> Work to complete
Show each line in the records below that contains the word "tennis".

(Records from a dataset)

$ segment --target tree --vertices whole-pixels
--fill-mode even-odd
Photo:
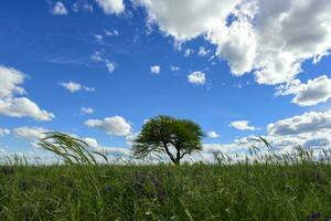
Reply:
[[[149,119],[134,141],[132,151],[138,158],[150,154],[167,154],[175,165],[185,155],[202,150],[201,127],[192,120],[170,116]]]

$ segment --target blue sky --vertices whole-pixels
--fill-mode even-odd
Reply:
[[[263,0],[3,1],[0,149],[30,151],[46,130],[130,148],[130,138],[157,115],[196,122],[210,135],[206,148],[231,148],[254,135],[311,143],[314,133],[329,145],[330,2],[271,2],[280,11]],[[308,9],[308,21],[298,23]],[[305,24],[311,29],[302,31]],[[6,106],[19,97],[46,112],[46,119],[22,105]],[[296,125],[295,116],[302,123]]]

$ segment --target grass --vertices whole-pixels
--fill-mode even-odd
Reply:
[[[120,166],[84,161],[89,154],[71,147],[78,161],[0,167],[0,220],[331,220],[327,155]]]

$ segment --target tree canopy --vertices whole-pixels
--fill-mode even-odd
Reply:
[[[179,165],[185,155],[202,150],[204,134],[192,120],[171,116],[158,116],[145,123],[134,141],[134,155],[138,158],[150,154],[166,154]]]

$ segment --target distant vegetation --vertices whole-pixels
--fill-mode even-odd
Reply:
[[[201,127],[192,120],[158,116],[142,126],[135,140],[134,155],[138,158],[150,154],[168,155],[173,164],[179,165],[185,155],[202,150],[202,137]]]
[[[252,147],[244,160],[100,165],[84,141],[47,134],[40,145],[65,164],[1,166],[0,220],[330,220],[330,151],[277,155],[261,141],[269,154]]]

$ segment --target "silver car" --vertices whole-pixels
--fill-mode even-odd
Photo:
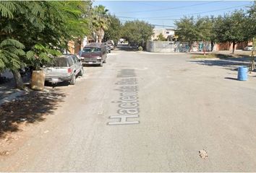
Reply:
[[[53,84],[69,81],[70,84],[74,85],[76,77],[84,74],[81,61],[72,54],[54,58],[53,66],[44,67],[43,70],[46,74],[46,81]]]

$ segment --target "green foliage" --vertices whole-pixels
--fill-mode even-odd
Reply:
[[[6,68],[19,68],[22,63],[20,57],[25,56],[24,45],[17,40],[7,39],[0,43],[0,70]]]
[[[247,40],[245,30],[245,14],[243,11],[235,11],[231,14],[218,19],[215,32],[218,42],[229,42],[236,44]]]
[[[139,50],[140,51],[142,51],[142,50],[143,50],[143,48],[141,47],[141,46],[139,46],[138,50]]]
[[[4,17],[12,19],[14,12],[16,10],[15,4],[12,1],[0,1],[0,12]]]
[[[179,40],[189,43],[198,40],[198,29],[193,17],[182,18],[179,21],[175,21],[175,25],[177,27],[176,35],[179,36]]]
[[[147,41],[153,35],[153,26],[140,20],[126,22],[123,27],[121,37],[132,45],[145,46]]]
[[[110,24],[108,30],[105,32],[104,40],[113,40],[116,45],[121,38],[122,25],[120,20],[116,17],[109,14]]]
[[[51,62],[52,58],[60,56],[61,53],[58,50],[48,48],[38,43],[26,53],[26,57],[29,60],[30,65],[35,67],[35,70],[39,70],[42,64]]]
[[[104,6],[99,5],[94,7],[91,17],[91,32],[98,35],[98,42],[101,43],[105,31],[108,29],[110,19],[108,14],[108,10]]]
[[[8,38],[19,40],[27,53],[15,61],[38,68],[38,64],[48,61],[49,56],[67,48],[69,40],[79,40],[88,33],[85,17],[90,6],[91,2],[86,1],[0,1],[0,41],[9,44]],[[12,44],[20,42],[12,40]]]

...

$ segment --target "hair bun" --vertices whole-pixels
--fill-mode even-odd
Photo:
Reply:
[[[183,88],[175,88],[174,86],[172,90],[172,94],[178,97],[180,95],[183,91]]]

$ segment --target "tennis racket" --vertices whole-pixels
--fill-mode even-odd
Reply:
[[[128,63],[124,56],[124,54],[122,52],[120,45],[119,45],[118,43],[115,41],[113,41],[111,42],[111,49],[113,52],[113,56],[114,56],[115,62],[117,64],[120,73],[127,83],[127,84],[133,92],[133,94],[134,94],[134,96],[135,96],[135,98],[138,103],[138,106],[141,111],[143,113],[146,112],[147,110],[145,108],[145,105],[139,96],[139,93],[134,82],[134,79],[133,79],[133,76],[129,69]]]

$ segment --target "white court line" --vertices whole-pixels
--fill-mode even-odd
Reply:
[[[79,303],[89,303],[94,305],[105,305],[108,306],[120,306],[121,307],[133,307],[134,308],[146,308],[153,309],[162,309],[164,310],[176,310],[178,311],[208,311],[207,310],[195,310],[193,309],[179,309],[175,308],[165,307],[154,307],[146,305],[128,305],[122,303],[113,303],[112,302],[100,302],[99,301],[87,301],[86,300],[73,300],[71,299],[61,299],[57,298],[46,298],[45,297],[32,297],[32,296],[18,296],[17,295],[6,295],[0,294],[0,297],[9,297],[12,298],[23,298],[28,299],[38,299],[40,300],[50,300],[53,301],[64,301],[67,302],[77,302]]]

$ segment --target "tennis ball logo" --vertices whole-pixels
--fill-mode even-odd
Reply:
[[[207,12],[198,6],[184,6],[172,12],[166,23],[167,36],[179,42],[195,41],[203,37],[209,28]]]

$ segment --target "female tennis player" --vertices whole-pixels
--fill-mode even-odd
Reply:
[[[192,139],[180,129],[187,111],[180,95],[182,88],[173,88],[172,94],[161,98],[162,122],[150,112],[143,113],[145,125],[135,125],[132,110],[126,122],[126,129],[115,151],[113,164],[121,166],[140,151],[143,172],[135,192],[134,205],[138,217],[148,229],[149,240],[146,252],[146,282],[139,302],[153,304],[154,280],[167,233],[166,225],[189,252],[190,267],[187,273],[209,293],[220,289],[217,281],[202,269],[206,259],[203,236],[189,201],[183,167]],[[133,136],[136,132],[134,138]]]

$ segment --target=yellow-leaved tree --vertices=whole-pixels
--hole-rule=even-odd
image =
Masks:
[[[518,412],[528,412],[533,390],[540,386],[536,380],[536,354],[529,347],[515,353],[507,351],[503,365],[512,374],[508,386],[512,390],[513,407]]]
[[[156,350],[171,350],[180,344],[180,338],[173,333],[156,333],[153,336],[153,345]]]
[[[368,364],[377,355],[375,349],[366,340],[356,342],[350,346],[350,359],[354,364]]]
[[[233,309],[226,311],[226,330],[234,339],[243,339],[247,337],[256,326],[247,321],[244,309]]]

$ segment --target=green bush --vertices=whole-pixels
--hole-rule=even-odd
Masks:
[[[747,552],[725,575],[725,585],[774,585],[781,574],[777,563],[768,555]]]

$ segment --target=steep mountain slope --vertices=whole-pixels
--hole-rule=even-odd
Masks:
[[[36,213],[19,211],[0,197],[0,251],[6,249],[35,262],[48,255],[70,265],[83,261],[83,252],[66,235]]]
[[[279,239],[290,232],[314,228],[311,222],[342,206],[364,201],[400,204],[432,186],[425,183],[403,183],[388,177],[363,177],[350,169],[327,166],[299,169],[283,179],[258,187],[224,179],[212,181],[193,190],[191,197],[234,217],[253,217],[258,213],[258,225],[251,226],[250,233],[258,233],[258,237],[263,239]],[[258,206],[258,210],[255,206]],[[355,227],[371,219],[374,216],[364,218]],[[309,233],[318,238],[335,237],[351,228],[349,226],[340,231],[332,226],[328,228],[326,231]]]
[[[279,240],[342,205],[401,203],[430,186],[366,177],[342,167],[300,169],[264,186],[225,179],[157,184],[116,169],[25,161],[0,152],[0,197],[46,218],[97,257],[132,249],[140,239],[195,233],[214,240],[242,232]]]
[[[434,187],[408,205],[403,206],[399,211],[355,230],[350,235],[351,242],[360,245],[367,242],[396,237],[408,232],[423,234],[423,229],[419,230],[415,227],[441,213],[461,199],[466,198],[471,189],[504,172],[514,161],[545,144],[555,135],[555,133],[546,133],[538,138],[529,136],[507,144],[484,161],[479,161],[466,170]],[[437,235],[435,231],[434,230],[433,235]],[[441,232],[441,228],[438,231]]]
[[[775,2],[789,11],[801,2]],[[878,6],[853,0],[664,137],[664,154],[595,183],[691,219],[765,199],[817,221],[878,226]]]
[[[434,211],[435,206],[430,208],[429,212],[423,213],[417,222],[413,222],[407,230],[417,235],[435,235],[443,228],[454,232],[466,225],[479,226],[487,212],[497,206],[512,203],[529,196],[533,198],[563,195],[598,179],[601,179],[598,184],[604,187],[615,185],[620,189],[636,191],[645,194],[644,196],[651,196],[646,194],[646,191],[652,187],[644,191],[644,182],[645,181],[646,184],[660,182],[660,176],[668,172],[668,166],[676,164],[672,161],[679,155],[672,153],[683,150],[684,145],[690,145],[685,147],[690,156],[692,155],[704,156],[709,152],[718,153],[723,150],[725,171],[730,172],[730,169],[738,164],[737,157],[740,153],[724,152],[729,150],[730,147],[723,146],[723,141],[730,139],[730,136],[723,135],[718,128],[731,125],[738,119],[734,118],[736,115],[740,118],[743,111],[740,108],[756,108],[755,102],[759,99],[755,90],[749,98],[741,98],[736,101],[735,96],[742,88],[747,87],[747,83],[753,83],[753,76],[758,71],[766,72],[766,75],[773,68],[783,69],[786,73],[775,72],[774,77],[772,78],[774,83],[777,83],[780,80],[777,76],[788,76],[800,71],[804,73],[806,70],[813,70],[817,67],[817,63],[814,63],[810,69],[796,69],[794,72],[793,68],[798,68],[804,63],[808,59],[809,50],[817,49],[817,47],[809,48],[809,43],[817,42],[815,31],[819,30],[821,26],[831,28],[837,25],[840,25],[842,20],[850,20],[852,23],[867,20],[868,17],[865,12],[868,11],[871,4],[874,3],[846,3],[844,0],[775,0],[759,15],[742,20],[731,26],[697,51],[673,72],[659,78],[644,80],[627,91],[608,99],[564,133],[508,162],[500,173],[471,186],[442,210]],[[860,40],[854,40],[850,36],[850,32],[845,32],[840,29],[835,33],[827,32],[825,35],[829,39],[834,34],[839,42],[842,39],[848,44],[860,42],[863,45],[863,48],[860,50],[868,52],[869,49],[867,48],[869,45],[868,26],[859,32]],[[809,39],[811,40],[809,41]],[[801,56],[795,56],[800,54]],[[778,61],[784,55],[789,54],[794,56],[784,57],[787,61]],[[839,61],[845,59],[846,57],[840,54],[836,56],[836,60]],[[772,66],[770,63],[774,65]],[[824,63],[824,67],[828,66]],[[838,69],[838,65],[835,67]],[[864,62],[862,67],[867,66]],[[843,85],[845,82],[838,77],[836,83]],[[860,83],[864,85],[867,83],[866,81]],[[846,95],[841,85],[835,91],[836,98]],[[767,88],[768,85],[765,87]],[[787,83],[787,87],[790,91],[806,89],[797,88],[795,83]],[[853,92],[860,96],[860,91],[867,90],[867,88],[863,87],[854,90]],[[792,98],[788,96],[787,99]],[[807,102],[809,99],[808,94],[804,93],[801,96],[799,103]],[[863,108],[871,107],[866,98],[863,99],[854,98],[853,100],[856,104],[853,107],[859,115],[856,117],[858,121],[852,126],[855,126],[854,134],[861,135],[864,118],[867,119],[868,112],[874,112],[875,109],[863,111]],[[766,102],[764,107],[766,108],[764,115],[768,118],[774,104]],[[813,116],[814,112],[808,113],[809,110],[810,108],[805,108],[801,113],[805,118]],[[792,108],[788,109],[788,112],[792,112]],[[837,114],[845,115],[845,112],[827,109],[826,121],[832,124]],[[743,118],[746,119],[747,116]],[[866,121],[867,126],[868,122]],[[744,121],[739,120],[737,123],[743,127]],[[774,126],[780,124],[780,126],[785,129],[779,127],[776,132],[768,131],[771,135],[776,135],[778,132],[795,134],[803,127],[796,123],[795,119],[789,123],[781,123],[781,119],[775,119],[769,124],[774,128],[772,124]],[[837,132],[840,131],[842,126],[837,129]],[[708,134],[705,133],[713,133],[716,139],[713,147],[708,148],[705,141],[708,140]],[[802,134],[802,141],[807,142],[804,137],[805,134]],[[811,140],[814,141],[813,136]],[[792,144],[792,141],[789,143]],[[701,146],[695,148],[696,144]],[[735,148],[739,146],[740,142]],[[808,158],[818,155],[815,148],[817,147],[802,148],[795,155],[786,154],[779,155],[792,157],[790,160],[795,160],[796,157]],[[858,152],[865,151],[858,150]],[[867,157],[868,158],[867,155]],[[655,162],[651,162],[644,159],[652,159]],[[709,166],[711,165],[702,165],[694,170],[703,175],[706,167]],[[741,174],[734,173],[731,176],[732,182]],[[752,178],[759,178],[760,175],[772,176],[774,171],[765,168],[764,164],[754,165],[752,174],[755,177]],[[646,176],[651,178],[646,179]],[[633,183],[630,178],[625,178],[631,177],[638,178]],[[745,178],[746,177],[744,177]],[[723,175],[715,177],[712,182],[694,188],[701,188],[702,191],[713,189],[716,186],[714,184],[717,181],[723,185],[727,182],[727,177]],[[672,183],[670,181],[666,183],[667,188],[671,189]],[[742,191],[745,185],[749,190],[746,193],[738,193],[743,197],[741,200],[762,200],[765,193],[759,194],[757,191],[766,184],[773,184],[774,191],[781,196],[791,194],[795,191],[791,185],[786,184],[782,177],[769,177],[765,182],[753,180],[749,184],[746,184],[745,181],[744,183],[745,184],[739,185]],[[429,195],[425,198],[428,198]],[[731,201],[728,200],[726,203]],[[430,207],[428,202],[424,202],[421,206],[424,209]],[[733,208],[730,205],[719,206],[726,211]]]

> Finished task
$ segment --target "tennis racket" --vertices whole-pixels
$ segment --target "tennis ball logo" --vertices whole-pixels
$ segment --target "female tennis player" --vertices whole-pixels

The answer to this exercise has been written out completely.